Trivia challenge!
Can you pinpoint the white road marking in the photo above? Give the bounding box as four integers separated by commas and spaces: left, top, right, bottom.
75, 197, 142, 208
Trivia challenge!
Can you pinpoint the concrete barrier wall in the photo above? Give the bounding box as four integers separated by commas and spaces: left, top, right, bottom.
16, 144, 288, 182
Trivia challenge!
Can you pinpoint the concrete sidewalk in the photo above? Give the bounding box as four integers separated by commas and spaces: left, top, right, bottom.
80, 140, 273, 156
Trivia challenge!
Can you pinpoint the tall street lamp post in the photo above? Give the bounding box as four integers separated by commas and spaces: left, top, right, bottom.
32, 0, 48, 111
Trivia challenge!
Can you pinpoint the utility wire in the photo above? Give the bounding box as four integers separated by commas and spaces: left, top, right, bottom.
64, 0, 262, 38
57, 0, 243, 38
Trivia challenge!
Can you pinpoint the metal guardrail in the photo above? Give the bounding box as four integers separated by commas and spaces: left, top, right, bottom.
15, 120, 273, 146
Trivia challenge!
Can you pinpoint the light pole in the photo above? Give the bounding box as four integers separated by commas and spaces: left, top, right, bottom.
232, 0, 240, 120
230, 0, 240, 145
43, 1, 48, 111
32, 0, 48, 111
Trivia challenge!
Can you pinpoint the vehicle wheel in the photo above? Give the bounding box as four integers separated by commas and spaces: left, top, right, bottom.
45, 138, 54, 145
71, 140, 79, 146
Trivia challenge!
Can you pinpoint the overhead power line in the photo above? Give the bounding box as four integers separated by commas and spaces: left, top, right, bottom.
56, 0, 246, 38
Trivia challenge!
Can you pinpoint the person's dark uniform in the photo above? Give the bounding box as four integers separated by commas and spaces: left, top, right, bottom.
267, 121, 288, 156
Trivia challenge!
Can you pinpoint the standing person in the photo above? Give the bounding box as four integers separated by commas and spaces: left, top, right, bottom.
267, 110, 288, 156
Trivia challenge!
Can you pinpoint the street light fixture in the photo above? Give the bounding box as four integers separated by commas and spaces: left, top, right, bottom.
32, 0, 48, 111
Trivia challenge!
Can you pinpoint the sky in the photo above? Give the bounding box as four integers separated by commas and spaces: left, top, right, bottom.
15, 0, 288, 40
+ + + + + + +
*Instruction*: Turn every line of the items above into a Markdown table with two columns, Row and Line, numbering the rows in order. Leave out blank lines.

*Answer*:
| Row | Line |
|---|---|
| 1 | Trivia challenge! |
| 2 | Can you pinpoint the white road marking in the photo above? Give the bounding box as four integers separated by commas and spaces: left, top, right, bottom. |
| 3 | 75, 197, 142, 208 |
| 4 | Trivia challenge! |
| 5 | Can you pinpoint the concrete barrier wall in the photo above? Give the bounding box as four integers separated by commas and spaces: left, top, right, bottom. |
| 6 | 16, 144, 288, 182 |
| 7 | Trivia challenge! |
| 8 | Can you pinpoint the concrete sidewalk in the photo above? Give the bounding box as four integers separated by commas and spaces: left, top, right, bottom. |
| 9 | 80, 140, 273, 156 |
| 10 | Trivia challenge! |
| 11 | Can you pinpoint the tall street lamp post in the photo above? Give the bounding box as four integers separated by commas and spaces: left, top, right, bottom. |
| 12 | 32, 0, 48, 111 |
| 13 | Trivia challenge! |
| 14 | Can you pinpoint the utility wire in the photo above? Give the bounding box as four integers separated by commas and spaces: left, top, right, bottom. |
| 15 | 64, 0, 262, 38 |
| 16 | 57, 0, 243, 38 |
| 17 | Trivia challenge! |
| 18 | Can you pinpoint the metal guardrail in the photo above? Give the bounding box as four integers separated by commas and spaces: left, top, right, bottom. |
| 19 | 15, 120, 273, 146 |
| 20 | Trivia challenge! |
| 21 | Can you pinpoint the light pole in the photo above? Give the bounding box as four integers separated by commas and spaces: left, top, right, bottom. |
| 22 | 232, 0, 240, 120 |
| 23 | 230, 0, 240, 145 |
| 24 | 43, 1, 48, 111 |
| 25 | 32, 0, 48, 111 |
| 26 | Trivia challenge! |
| 27 | Can you pinpoint the vehicle wheel in the photo above? Give the bounding box as four integers separated by commas and spaces: left, top, right, bottom. |
| 28 | 45, 138, 54, 145 |
| 29 | 71, 140, 79, 146 |
| 30 | Trivia challenge! |
| 31 | Can you pinpoint the overhead power line in the photo above? Give the bounding box as four integers separated by commas and spaces: left, top, right, bottom. |
| 32 | 56, 0, 246, 38 |
| 33 | Trivia challenge! |
| 34 | Can you pinpoint the person's dark uniform in the photo above? Give the bounding box as four integers separated by commas and spaces: left, top, right, bottom. |
| 35 | 267, 121, 288, 156 |
| 36 | Trivia challenge! |
| 37 | Can you pinpoint the standing person in the photo above? Give the bounding box as four integers separated by commas and spaces: left, top, right, bottom. |
| 38 | 267, 110, 288, 156 |
| 39 | Trivia challenge! |
| 40 | Can you pinpoint the street light fixture in the photo above? Give the bounding box as four integers separated by commas and spaces: left, top, right, bottom. |
| 41 | 32, 0, 48, 111 |
| 42 | Trivia challenge! |
| 43 | Can you pinpoint the sky in the photo above? Give the bounding box as four integers separated by commas and spaces: left, top, right, bottom. |
| 44 | 15, 0, 288, 40 |